-- begin --
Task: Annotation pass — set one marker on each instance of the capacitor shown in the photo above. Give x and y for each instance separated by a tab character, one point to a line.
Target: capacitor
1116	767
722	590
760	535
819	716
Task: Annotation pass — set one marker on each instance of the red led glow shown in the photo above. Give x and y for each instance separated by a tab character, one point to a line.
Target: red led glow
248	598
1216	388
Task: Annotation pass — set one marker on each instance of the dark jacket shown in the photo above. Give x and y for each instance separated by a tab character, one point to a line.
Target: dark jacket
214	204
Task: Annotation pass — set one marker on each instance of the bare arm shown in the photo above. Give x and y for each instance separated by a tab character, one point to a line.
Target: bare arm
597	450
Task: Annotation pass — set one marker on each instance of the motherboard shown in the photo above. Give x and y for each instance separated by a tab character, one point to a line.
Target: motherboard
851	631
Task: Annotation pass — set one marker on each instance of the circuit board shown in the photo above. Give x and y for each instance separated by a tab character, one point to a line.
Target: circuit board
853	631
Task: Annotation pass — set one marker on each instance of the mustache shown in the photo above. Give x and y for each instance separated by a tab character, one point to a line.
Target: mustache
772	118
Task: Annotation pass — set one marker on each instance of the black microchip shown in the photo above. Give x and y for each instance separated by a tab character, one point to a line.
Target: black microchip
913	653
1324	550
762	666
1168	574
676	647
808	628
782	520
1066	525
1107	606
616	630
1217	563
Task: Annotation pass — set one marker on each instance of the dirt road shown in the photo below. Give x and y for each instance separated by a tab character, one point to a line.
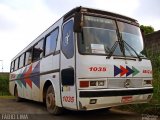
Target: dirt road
10	109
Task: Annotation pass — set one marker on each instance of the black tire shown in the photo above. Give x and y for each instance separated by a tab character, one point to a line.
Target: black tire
51	103
18	99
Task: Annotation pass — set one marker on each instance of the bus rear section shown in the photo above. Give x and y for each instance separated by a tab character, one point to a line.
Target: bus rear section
110	69
105	83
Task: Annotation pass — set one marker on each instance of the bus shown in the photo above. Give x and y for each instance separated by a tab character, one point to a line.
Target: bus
89	59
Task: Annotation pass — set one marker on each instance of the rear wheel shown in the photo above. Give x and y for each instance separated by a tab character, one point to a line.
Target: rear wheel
51	103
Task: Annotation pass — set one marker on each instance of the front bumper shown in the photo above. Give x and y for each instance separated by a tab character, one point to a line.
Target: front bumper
113	97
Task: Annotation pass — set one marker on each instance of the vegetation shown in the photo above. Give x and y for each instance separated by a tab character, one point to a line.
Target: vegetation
4	87
153	107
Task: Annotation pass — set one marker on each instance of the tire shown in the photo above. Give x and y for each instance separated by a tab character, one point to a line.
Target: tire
18	99
51	103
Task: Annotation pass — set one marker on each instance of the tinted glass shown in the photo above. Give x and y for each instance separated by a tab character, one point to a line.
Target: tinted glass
12	66
21	61
28	57
67	41
131	35
16	64
51	42
38	51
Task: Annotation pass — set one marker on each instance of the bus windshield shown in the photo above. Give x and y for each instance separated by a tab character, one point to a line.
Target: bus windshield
100	34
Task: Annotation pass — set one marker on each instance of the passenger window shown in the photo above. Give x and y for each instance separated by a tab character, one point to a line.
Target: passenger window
12	66
16	64
21	61
38	51
51	42
28	57
67	40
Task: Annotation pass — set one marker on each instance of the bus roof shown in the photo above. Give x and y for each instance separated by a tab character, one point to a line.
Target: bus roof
98	12
84	10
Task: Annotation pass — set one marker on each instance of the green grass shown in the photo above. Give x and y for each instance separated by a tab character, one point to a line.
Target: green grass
7	97
153	107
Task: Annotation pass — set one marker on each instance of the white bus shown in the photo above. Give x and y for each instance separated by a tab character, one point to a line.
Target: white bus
89	59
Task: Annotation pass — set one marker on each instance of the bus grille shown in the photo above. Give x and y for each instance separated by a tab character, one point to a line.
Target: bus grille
125	83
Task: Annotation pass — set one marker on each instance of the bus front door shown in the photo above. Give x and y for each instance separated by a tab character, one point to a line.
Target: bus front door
68	87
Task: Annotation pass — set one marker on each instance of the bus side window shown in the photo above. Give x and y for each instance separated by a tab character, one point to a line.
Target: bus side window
51	42
67	40
38	51
12	66
28	56
16	64
21	61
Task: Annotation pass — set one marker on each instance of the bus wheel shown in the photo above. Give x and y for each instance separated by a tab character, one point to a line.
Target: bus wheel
51	103
18	99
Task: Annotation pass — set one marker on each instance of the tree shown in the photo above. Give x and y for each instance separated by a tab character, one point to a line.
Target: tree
147	29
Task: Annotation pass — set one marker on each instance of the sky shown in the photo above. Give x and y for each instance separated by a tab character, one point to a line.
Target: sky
21	21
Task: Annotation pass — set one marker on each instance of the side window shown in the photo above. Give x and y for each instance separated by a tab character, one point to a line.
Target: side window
21	61
51	42
28	57
16	64
38	51
12	66
67	40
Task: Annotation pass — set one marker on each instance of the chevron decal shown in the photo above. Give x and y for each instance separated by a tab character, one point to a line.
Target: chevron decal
125	71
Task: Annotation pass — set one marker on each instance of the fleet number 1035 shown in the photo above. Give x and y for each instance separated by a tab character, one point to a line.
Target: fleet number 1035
98	69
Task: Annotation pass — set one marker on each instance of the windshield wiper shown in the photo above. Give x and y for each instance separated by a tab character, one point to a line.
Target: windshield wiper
139	57
111	51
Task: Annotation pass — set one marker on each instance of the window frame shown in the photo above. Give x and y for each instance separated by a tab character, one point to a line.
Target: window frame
43	42
45	39
12	67
64	23
17	64
31	56
23	61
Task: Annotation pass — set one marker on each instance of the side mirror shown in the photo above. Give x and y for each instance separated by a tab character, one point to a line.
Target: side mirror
78	22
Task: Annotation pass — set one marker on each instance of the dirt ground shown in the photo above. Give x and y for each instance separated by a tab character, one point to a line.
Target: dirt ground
10	109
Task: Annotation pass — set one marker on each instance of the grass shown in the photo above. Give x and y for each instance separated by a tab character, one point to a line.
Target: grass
153	107
7	97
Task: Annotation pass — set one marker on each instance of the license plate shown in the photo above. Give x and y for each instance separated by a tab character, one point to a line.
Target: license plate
126	99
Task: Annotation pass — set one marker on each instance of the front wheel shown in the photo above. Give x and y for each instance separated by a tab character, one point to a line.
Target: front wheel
51	103
18	99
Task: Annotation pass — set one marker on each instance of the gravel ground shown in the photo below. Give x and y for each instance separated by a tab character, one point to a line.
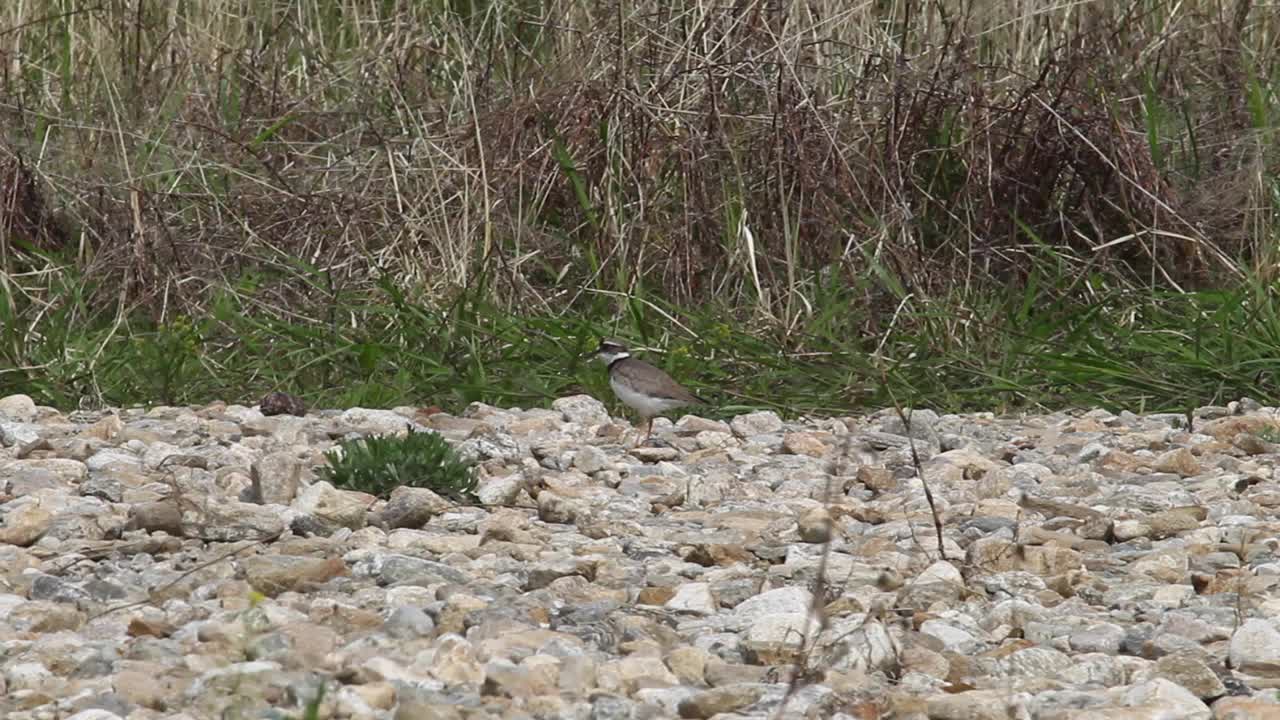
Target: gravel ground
186	563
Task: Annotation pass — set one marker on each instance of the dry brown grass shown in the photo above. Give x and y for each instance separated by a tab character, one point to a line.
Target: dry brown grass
562	145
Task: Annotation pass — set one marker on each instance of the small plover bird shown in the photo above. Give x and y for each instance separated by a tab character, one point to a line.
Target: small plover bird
640	386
-- end --
WHAT YOU HAVE TO DO
Repeat every record above exactly, but leave out any pictures.

EXERCISE RESULT
Task: Annotation pass — set one marker on each instance of the capacitor shown in the photo above. Give x and y for each instance separated by a tab character, one point to a line.
Target: capacitor
1116	767
722	590
760	535
819	716
Task: Annotation pass — set one marker on each instance of the red led glow shown in the photo above. Give x and y for each instance separated by a tab character, one point to a line.
Target: red led glow
248	598
1216	388
Task: Annotation pass — set one marker on each instance of the dark jacket shown in the photo above. Give x and y for each instance separated by a tab character, one point to a line.
Target: dark jacket
214	204
Task: Annotation pass — set one marker on each instance of the bare arm shown in the photo above. Give x and y for each instance separated by a tab character, one point to a line.
Target: bare arm
597	450
Task: Annotation pass — set one marker on each instance of the motherboard shown in the photo above. Give x and y for each instance separated by a tab character, one point to a line.
Target: motherboard
851	631
Task: Annotation pass — set one marker on each instance of the circuit board shown in the photo above. Give x and y for each instance separated by a tab character, one point to a line.
Target: circuit board
853	631
Task: Annotation pass — set one marker on each instance of the mustache shown in the photo above. Give x and y for each instance separated by a tab character, one point to a line.
Target: mustache
772	118
Task: Annotation pass — set one marker on each instance of the black microchip shown in the photo above. Give x and y for each instance separated by a tab character, one point to a line.
Target: black microchip
913	653
1324	550
762	666
1168	574
676	647
808	628
782	520
1066	525
1107	606
616	630
1217	563
Task: Annotation pass — set one marker on each instance of the dirt road shown in the photo below. Give x and y for each instance separated by a tab character, one point to a line.
Target: dirt road
10	109
Task: Annotation pass — set one marker on each instance of the black tire shown in the photo above. Give x and y for each instance separated by a tab character, one point to a line.
Target: black tire
51	103
18	99
Task: Annotation pass — set one marker on each instance of the bus rear section shown in the photo above. Give x and y for each instance separated by a tab character, one point to a line.
Target: bus rear section
110	69
105	83
Task: Annotation pass — set one marker on each instance of the bus shown in the photo above. Give x and y for each instance separated by a tab character, one point to a line.
Target: bus
89	59
Task: Annotation pass — set one marker on each instance of the rear wheel shown in the photo above. Give x and y for each instance separated by a tab character, one point to a line.
Target: rear wheel
51	103
Task: Annotation pass — set one marker on each instance of the front bumper shown in the photo above. Give x and y for each instance separated by a tab character, one point to a line.
Target: front bumper
113	97
Task: Annotation pass — set one marker on each instance of the vegetation shown in the photo above. Give x and y for each instance separated by a tab character, one point to a line.
Target: vegetation
4	87
153	107
Task: Annotation pass — set one marker on each instance of the tire shown in the photo above. Give x and y for each instance separated by a tab character, one point to a line.
Target: tire
18	99
51	103
Task: Annotation pass — set one marker on each instance of the tinted glass shown in the photo above. Give x and y for each instance separated by a tab character, one point to a line.
Target: tinted glass
12	66
21	61
28	57
67	41
131	35
16	64
51	42
38	51
Task: Annotation pass — set one marker on each instance of the bus windshield shown in the photo above. Give x and y for each instance separated by a tab character, one point to a line.
Target: bus windshield
100	34
Task: Annotation pass — set one marker on each instance of the passenger window shown in the photo above. Give x and y for each instance separated by a tab character, one point to a line.
Target: passenger window
12	66
16	64
21	61
38	51
51	42
28	57
67	40
Task: Annotation pass — set one marker on each instance of the bus roof shown in the photo above. Give x and y for each instance separated by a tab character, one point to a line.
Target: bus roof
98	12
84	10
Task: Annotation pass — set one marker on each instance of the green grass shown in the photo above. Give x and y for each instance separated by a tab character, one point to a line.
Target: green grass
7	97
153	107
Task: Annotation pass — set one marker on each instance of the white bus shown in the photo above. Give x and y for each instance separated by a tab character, one point to a line.
Target: white bus
89	59
Task: Annotation pass — set one marker on each instance of the bus grille shown in the photo above. Give x and y for each instance separated by a tab character, one point to a line.
Target: bus grille
125	83
Task: Annotation pass — set one marker on each instance of the bus front door shown in the photo above. Give x and y for each instance separated by a tab character, one point to a line.
Target: bus front door
68	87
Task: Annotation pass — set one marker on each instance of the bus side window shown in the photo above. Give x and y for each instance separated by a tab character, one point to a line.
Target: bus side window
51	42
67	40
38	51
12	66
28	56
16	64
21	61
Task: Annotation pass — set one marker on each instance of the bus wheel shown in the photo above. Give x and y for each instance separated by a tab character, one point to a line.
Target: bus wheel
51	103
18	99
Task: Annotation pass — set one marker on each instance of the tree shown in the photo above. Give x and y for each instance separated by a tab character, one point to a line.
Target: tree
147	29
Task: Annotation pass — set one marker on each instance of the sky shown in the photo above. Give x and y for each instance separated by a tab character, one point to a line.
Target: sky
21	21
Task: Annotation pass — set one marker on each instance of the side window shown in the photo above. Give x and y for each instance separated by a tab character, one point to a line.
Target: side window
21	61
51	42
28	57
16	64
38	51
12	66
67	40
Task: Annotation pass — set one marker on each instance of the chevron decal shown in the photo above. Give x and y for each instance separated by a tab character, one point to a line.
Target: chevron decal
125	71
Task: Annotation pass — set one marker on each instance of the fleet number 1035 shown in the photo above. Give x and y for each instance separated by a tab character, one point to a line.
Target: fleet number 1035
98	69
Task: Annotation pass — set one marker on each instance of the windshield wiper shown in the photo above. Give x and y for each instance separated by a tab character, one point to a line.
Target: windshield wiper
139	57
111	51
Task: Annotation pass — set one marker on each instance of the window frame shown in the photo above. Give x and y for each instance separated by a tab character, one point to a line.
Target: window frame
43	42
45	39
12	67
64	23
17	64
31	56
23	61
Task: Annotation pass — set one marker on each instance of the side mirror shown in the photo above. Give x and y for each instance separated by a tab character, one point to a line.
Target: side mirror
78	22
Task: Annotation pass — set one marker on each instance of the dirt ground shown in the photo above. Give x and y for each instance separated by a tab character, one point to a line.
Target: dirt ground
10	109
Task: Annotation pass — set one marker on each instance of the grass shown in the photo above. Give x and y for each instance separated by a tab character, one point to a line.
Target: grass
153	107
7	97
Task: Annotation pass — set one marker on each instance of the license plate shown in the photo above. Give x and y for each instance separated by a tab character, one point to a line.
Target: license plate
126	99
Task: Annotation pass — set one marker on each instance of the front wheel shown in the photo above. Give x and y for each instance separated by a tab character, one point to a line.
Target: front wheel
51	103
18	99
Task: Annotation pass — set one marker on each instance of the gravel ground shown in the photo below. Give x and y for each instance separated by a tab character, one point to a line.
Target: gravel ground
186	563
Task: Annotation pass — set one marker on each instance of the dry brown grass shown in the photo above. Give x and y for each instance separated by a tab character, one point to a line.
Target: dry brown grass
562	145
Task: Annotation pass — set one marker on each instance of the small plover bird shown in the photo above. Give x and y for each instance separated by a tab character, one point to a line.
Target: small plover bird
640	386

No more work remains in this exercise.